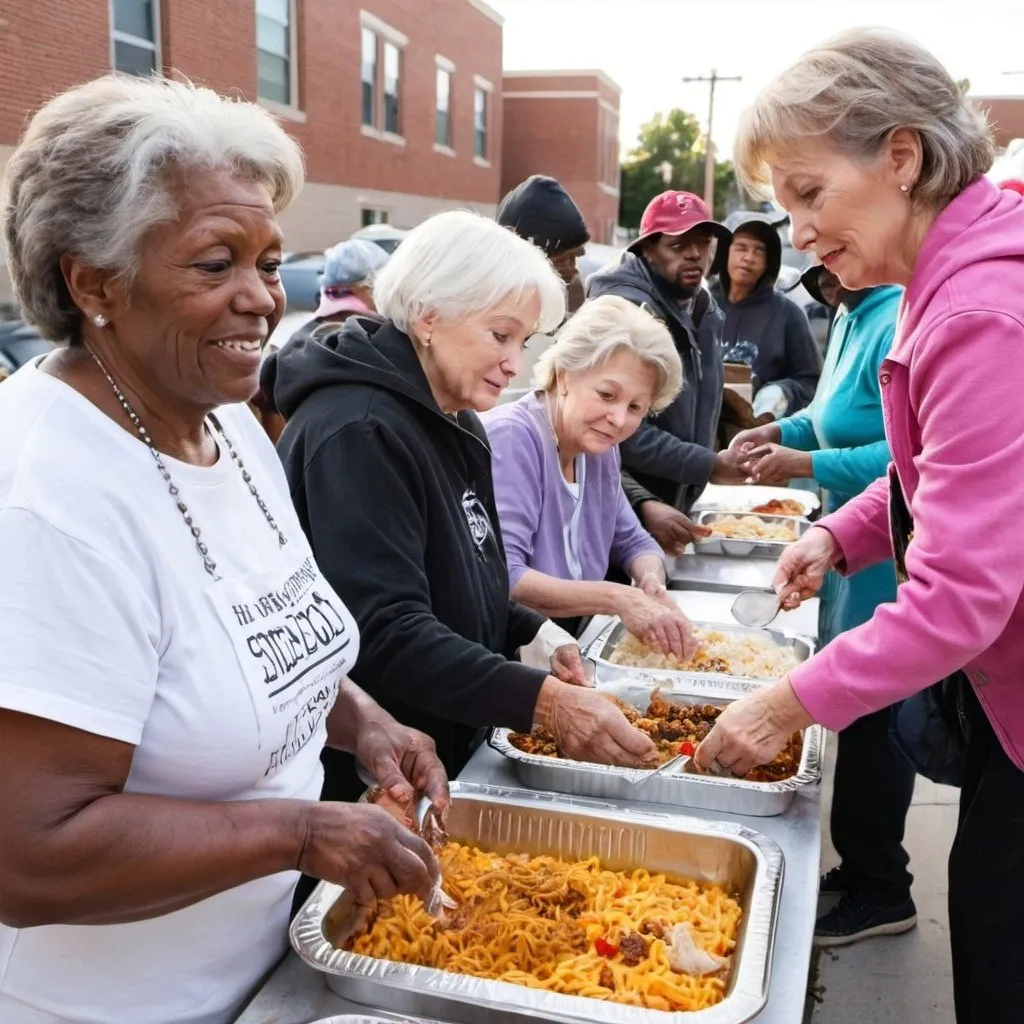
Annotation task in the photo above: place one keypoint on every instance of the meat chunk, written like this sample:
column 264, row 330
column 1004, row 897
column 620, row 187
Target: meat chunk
column 634, row 948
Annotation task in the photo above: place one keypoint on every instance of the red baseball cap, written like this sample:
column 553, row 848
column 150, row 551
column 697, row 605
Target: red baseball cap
column 677, row 213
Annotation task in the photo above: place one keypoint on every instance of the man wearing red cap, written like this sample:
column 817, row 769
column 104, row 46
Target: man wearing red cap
column 671, row 459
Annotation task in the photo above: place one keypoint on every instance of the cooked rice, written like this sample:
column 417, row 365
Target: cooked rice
column 744, row 654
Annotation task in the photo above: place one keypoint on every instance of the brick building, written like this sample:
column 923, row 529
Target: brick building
column 565, row 124
column 399, row 115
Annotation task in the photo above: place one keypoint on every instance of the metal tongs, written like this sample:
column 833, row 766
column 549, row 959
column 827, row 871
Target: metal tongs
column 432, row 832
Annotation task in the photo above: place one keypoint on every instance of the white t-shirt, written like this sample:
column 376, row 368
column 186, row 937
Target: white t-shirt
column 110, row 623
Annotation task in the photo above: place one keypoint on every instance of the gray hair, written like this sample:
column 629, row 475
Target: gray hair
column 599, row 329
column 457, row 264
column 93, row 174
column 856, row 90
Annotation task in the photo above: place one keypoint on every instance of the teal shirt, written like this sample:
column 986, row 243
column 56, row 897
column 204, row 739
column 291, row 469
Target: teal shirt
column 844, row 430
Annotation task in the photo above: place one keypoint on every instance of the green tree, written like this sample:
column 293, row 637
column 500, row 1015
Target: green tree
column 670, row 154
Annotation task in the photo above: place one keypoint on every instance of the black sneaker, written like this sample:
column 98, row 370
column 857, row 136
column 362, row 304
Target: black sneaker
column 834, row 882
column 852, row 919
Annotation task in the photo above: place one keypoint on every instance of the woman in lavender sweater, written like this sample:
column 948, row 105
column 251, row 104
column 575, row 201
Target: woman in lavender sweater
column 564, row 516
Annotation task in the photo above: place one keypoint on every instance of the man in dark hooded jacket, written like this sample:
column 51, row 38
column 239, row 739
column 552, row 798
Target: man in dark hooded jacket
column 671, row 458
column 541, row 211
column 764, row 329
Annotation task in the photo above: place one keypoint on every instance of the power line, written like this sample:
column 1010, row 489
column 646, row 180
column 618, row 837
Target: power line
column 713, row 79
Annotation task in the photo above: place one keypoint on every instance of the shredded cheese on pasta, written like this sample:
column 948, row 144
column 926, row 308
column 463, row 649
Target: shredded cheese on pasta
column 568, row 927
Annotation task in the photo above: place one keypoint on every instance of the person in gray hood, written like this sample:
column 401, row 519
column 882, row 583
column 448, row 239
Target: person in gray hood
column 764, row 329
column 671, row 458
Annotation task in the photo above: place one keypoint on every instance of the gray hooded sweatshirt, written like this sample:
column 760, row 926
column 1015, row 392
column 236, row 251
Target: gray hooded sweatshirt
column 767, row 330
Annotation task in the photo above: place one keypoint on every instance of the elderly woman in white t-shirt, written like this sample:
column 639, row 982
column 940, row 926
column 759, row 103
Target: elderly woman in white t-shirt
column 173, row 660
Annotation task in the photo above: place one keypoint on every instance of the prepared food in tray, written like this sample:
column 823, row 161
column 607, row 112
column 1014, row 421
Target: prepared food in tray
column 675, row 728
column 753, row 527
column 572, row 927
column 749, row 655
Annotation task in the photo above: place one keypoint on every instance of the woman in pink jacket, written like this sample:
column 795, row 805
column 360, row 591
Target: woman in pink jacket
column 880, row 161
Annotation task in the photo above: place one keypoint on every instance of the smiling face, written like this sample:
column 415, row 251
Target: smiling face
column 852, row 214
column 205, row 297
column 601, row 407
column 471, row 360
column 681, row 259
column 748, row 259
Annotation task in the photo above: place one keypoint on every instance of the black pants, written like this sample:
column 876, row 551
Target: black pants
column 872, row 790
column 986, row 881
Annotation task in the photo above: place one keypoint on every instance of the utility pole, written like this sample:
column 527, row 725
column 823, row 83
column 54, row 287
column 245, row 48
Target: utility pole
column 713, row 79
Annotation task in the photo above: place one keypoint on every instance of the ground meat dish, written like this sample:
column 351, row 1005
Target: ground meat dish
column 670, row 725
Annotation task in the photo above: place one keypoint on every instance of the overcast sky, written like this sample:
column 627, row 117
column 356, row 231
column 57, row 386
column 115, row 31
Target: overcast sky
column 647, row 46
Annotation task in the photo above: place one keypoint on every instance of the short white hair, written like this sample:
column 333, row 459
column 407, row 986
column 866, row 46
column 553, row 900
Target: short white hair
column 94, row 172
column 602, row 327
column 458, row 264
column 854, row 91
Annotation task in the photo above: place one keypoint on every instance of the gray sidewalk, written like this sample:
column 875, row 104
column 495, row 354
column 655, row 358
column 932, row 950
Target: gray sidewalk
column 903, row 979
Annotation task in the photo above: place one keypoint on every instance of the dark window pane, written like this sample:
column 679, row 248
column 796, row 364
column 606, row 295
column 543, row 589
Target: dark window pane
column 274, row 82
column 133, row 59
column 271, row 36
column 392, row 65
column 134, row 17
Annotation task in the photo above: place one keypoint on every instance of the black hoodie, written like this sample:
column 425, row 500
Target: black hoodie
column 541, row 211
column 767, row 330
column 397, row 501
column 671, row 458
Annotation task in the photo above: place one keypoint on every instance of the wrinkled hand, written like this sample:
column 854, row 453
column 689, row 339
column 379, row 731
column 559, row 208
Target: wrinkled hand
column 404, row 763
column 670, row 527
column 566, row 665
column 803, row 567
column 772, row 464
column 756, row 436
column 365, row 849
column 588, row 726
column 729, row 466
column 658, row 622
column 751, row 731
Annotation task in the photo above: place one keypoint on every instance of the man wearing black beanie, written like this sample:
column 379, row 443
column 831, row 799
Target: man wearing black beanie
column 541, row 211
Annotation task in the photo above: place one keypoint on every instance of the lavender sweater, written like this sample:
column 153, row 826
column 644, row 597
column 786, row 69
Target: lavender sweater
column 543, row 524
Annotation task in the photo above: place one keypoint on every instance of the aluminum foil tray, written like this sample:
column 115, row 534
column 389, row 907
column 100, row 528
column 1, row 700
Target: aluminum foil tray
column 725, row 498
column 511, row 820
column 674, row 786
column 694, row 683
column 734, row 548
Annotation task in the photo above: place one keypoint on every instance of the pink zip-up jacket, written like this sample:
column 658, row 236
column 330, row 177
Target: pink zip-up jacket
column 952, row 393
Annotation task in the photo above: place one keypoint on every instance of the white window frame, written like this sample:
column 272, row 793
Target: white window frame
column 385, row 34
column 293, row 109
column 442, row 64
column 484, row 86
column 155, row 44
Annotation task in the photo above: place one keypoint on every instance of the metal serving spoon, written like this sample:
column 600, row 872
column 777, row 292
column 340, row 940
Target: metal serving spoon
column 756, row 608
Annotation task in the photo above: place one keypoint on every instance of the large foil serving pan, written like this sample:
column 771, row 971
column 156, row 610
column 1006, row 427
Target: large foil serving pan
column 731, row 498
column 673, row 787
column 604, row 644
column 515, row 821
column 736, row 548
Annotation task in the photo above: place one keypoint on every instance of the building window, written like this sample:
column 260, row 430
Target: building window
column 392, row 77
column 134, row 36
column 369, row 77
column 442, row 114
column 480, row 102
column 274, row 39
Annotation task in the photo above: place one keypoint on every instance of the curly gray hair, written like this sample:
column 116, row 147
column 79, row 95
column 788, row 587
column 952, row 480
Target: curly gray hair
column 93, row 173
column 856, row 90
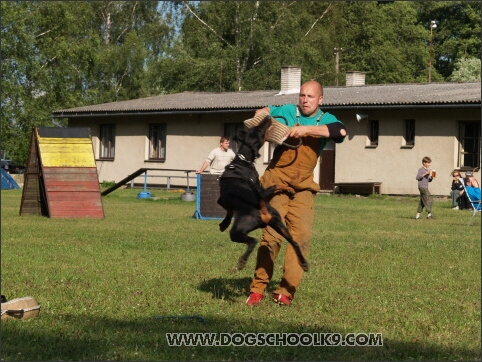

Problem requirements => From the first line to the last, repeat the listing exactly and skip its images.

Output =>
Annotation task in the photo above: place one keypoint on every instance of the meat chunk, written like this sample:
column 264, row 330
column 1004, row 897
column 620, row 187
Target: meat chunk
column 634, row 948
Annotation task in the photo above: place one keypoint on every instance of the red baseball cap, written like this sample:
column 553, row 848
column 150, row 551
column 697, row 605
Target: red baseball cap
column 677, row 213
Annotation task in the photo above: place one keypoint on every instance of the man wearing red cap, written like this sample:
column 817, row 769
column 104, row 46
Target: man wearing red cap
column 671, row 459
Annotation task in the photo above: place one keypoint on every instance of the cooked rice, written like this sample:
column 417, row 365
Target: cooked rice
column 744, row 654
Annotation task in the photo above: place one keypoint on every instance of the brick building, written like this sample:
column 923, row 529
Target: brick building
column 565, row 124
column 399, row 115
Annotation task in the photo above: place one keypoint on every instance of the metal tongs, written like this sample:
column 833, row 766
column 549, row 959
column 827, row 871
Target: metal tongs
column 432, row 832
Annotation task in the photo above: place one keypoint on every instance of the white t-shirt, written like this sample:
column 376, row 368
column 186, row 937
Target: white t-shirt
column 110, row 623
Annotation task in the photo above: place one keypoint on every instance of the gray hair, written like this sample:
column 629, row 475
Target: gray hair
column 599, row 329
column 457, row 264
column 93, row 174
column 856, row 90
Annotation task in the photo above: place one keypoint on every instance of the teal shirt, written like this sample:
column 986, row 243
column 56, row 897
column 204, row 739
column 291, row 469
Target: teal shirt
column 844, row 430
Annotation task in the photo above: place one keypoint on every instance of the green tree, written like this sample:
column 293, row 637
column 500, row 1015
Target: green tree
column 670, row 154
Annotation task in the photo above: place one keypoint on every instance of the black sneaker, written like this sample:
column 98, row 370
column 857, row 136
column 362, row 304
Target: black sneaker
column 834, row 882
column 852, row 919
Annotation task in the photo above: place one keypoint on every instance of the woman in lavender sweater, written like this sample:
column 948, row 105
column 251, row 104
column 575, row 201
Target: woman in lavender sweater
column 564, row 516
Annotation task in the photo above: place one keypoint on every instance of the man in dark hooded jacket, written like this sample:
column 51, row 38
column 239, row 739
column 552, row 798
Target: man in dark hooded jacket
column 671, row 458
column 541, row 211
column 764, row 329
Annotation task in the photo above: place one keypoint on every instance of the power line, written like this sample:
column 1010, row 489
column 646, row 180
column 618, row 837
Target: power line
column 713, row 79
Annotation task in the photo above: place one keypoint on every instance of the shredded cheese on pasta, written like this sample:
column 948, row 144
column 926, row 308
column 463, row 649
Target: shredded cheese on pasta
column 568, row 927
Annotation task in the photo above: place one keypoint on every instance of the person in gray hood, written like this sample:
column 401, row 519
column 882, row 583
column 448, row 239
Target: person in gray hood
column 764, row 329
column 671, row 458
Annotation task in the photo above: place one keypoint on every instance of the gray hooded sweatshirt, written like this sample:
column 760, row 926
column 1015, row 392
column 236, row 251
Target: gray hooded sweatshirt
column 767, row 330
Annotation task in the photo above: place one keypoint on every instance of the elderly woman in white t-shirt, written like this sample:
column 639, row 982
column 940, row 926
column 759, row 103
Target: elderly woman in white t-shirt
column 173, row 660
Annotation task in the photo above: place one keypoint on every instance of the prepared food in tray, written like this sample:
column 823, row 161
column 607, row 112
column 1014, row 421
Target: prepared food in tray
column 675, row 728
column 753, row 527
column 572, row 927
column 749, row 655
Annotation task in the photo above: place one keypoint on every instance of the woman in pink jacket, written like this sample:
column 795, row 805
column 360, row 591
Target: woman in pink jacket
column 880, row 161
Annotation task in the photo above: place one keypoint on every instance of the smiling face, written like this sample:
column 415, row 251
Target: smiling face
column 852, row 214
column 205, row 297
column 601, row 407
column 471, row 360
column 681, row 259
column 748, row 259
Annotation task in the photo above: place one keypoint on every instance of the black pants, written like this sample:
column 876, row 551
Target: black pants
column 872, row 790
column 986, row 881
Annotation task in the photo above: place one keypoint on every instance of the utility pole, written like this sample:
column 527, row 725
column 823, row 83
column 54, row 287
column 245, row 48
Target: utility pole
column 713, row 79
Annotation task in the photo above: place one keypoint on every instance of the ground meat dish, written like this sample:
column 351, row 1005
Target: ground meat dish
column 670, row 725
Annotation task in the photo above: place one keypoint on every instance of the overcast sky, written like this sample:
column 627, row 117
column 356, row 231
column 57, row 386
column 115, row 31
Target: overcast sky
column 647, row 46
Annotation task in the photo above: place one keypoint on every instance of the short white hair, written like this sample:
column 333, row 459
column 407, row 986
column 866, row 46
column 553, row 900
Target: short white hair
column 94, row 172
column 602, row 327
column 458, row 264
column 854, row 91
Annotation task in the photo above: place one keypoint on every instance of the gray sidewalk, written like this sample:
column 875, row 104
column 495, row 354
column 655, row 358
column 932, row 950
Target: gray sidewalk
column 903, row 979
Annotation task in the photo above: place one keypoint on every instance of the dark window pane, written like this sample:
column 679, row 248
column 796, row 364
column 606, row 295
column 543, row 589
Target: dark window pane
column 274, row 82
column 133, row 59
column 271, row 36
column 392, row 65
column 134, row 17
Annotation task in the photo above: place one keypoint on every instance of the black hoodie, written like this sample:
column 425, row 500
Target: black hoodie
column 541, row 211
column 767, row 330
column 397, row 501
column 671, row 458
Annotation task in the photo above: place one keypoint on every instance of the wrinkled hand, written like this sample:
column 854, row 453
column 689, row 339
column 379, row 731
column 559, row 208
Target: wrinkled hand
column 404, row 763
column 670, row 527
column 566, row 665
column 803, row 567
column 772, row 464
column 756, row 436
column 365, row 849
column 588, row 726
column 729, row 466
column 658, row 622
column 751, row 731
Annotation task in the photo above: place one keypoint on every instance of the man wearing black beanie, written like this sample:
column 379, row 443
column 831, row 799
Target: man wearing black beanie
column 541, row 211
Annotation task in the photo above: place one keypoint on every instance of the lavender sweater, written like this sample:
column 153, row 826
column 644, row 597
column 786, row 69
Target: lavender sweater
column 543, row 524
Annotation task in the photo above: place one keypoint on every instance of the aluminum foil tray, written like this sample:
column 115, row 534
column 389, row 907
column 100, row 528
column 1, row 700
Target: aluminum foil tray
column 725, row 498
column 511, row 820
column 674, row 786
column 694, row 683
column 734, row 548
Annotation task in the photo above: place one keypoint on every instance of the pink zip-up jacket, written like this sample:
column 658, row 236
column 330, row 177
Target: pink zip-up jacket
column 952, row 393
Annotation task in the photo above: place one keypoint on every instance of the white window frame, written like this sample:
column 272, row 793
Target: white window frame
column 385, row 34
column 293, row 109
column 442, row 64
column 484, row 86
column 155, row 44
Annotation task in the photo above: place one keypoint on every instance of the metal serving spoon, written like this sample:
column 600, row 872
column 777, row 292
column 340, row 940
Target: metal serving spoon
column 756, row 608
Annotation task in the photo above: place one keypoint on every instance of the large foil serving pan, written like this sample:
column 771, row 971
column 156, row 610
column 1006, row 427
Target: large foil serving pan
column 731, row 498
column 673, row 787
column 604, row 644
column 515, row 821
column 736, row 548
Annotation task in the photo above: place one keypoint on every instance of the building window, written like this sample:
column 260, row 430
Target: building window
column 392, row 77
column 134, row 36
column 369, row 77
column 442, row 114
column 480, row 102
column 274, row 39
Annotation task in the photo above: place one keypoint on every instance of the curly gray hair, written like this sample:
column 116, row 147
column 79, row 95
column 788, row 587
column 952, row 480
Target: curly gray hair
column 93, row 173
column 856, row 90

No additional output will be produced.